* Instructions to follow *
Output the items below as a numbered list, skipping blank lines and leaving the pictures out.

* Region annotation items *
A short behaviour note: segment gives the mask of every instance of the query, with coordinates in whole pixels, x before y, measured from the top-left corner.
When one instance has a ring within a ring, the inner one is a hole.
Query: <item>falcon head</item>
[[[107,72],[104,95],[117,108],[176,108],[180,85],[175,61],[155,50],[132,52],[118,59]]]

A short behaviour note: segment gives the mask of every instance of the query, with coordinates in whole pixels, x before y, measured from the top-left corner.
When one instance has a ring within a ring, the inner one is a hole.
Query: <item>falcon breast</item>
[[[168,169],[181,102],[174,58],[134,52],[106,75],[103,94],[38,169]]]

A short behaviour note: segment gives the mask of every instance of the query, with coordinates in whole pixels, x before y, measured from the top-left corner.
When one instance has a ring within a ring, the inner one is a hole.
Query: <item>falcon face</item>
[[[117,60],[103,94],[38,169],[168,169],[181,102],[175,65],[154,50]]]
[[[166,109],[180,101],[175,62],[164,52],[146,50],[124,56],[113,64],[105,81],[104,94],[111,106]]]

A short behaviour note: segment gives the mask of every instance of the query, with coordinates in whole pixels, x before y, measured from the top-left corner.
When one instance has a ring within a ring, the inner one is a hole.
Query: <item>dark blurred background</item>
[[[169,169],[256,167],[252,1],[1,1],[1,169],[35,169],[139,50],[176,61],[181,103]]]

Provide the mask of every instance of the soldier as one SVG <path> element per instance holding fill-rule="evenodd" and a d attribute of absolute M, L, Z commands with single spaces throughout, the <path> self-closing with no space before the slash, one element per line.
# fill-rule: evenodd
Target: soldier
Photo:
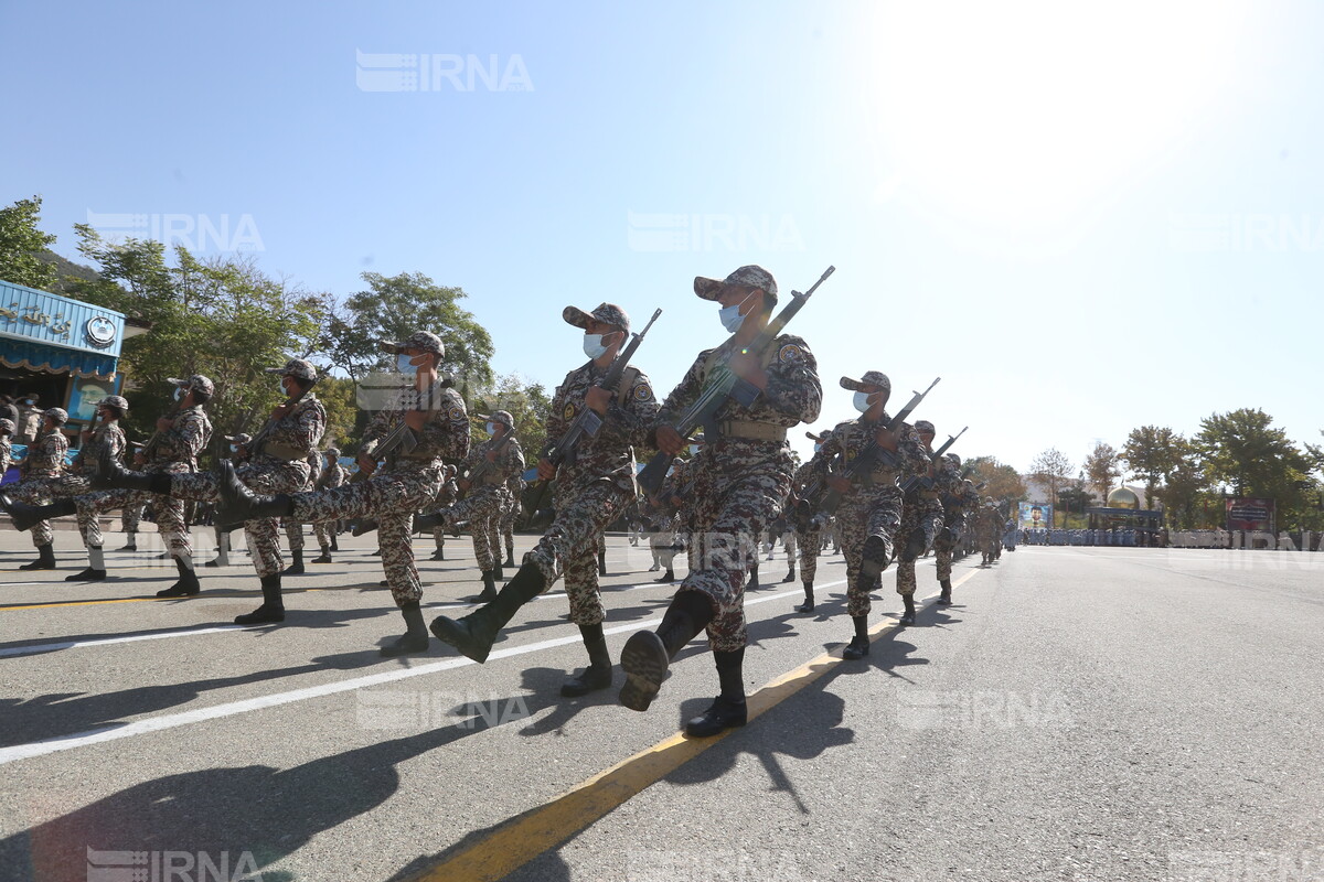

* Full answer *
1. A short behaviour note: segment gives the mask of every instance of the query, with coordinates in whole pixels, x before y, measured from the top-left corner.
2. When one instance has a ring within a ring, the inner one is a hole.
3. Query: <item>falcon head</item>
4. [[[107,72],[104,95],[117,108],[176,108],[180,85],[175,61],[155,50],[132,52],[118,59]]]
5. A short behaviour note: segment gives the mask of every instance of the query, with coordinates in whole pixels, x before y, measured from the top-left corner.
6. When one instance has a ring within a ring, the inner one is a hole.
7. Query: <item>falcon breast</item>
8. [[[168,169],[181,102],[174,58],[134,52],[106,75],[103,94],[38,169]]]
9. A short behaviour note: segment gives the mask of every instance of the query, with coordinates in whole pixels, x before y, measured from the top-left corner.
10. When one instance has a ring within a ring, the inner one is a hole.
11. Query: <item>falcon face</item>
12. [[[117,60],[103,94],[38,169],[168,169],[181,102],[175,65],[154,50]]]
13. [[[166,109],[180,101],[175,62],[164,52],[146,50],[124,56],[113,64],[105,81],[104,94],[111,106]]]
14. A short behaviour note: segment gives the mask of every instance of the query, with coordinates in whole pixels, x before y, measured from the top-left corner.
15. When one instance has a ring within a ring, the inner one is a hole.
16. Query: <item>dark blurred background</item>
17. [[[169,169],[256,167],[252,1],[1,1],[1,169],[35,169],[139,50],[176,61],[181,103]]]
18. Provide the mask of every instance of the soldier as one SVG <path> element per instance holding fill-rule="evenodd" and a d attribute of absolute M, L, Z commands with single spaces throughout, the <path> self-closing with no space before the slash, one element per line.
19. # fill-rule: evenodd
20. Target: soldier
21. Photo:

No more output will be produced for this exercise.